- _Brief_
Transcribe everything in the listing below exactly, except the pictures.
((
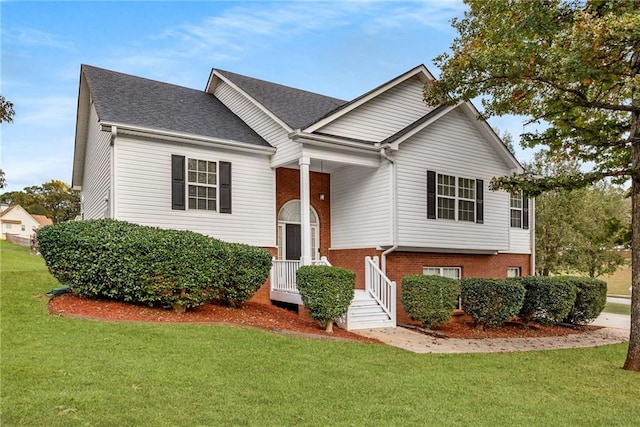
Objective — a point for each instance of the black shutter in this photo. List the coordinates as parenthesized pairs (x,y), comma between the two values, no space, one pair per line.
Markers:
(225,187)
(431,195)
(177,182)
(525,212)
(479,201)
))
- _Answer for this exercise_
Objective — a point for each instance of the black shutter in this photo. List the coordinates as parenthesized pairs (x,y), comma between the two values, no space, one pair per line.
Markers:
(225,187)
(431,195)
(177,182)
(525,212)
(479,201)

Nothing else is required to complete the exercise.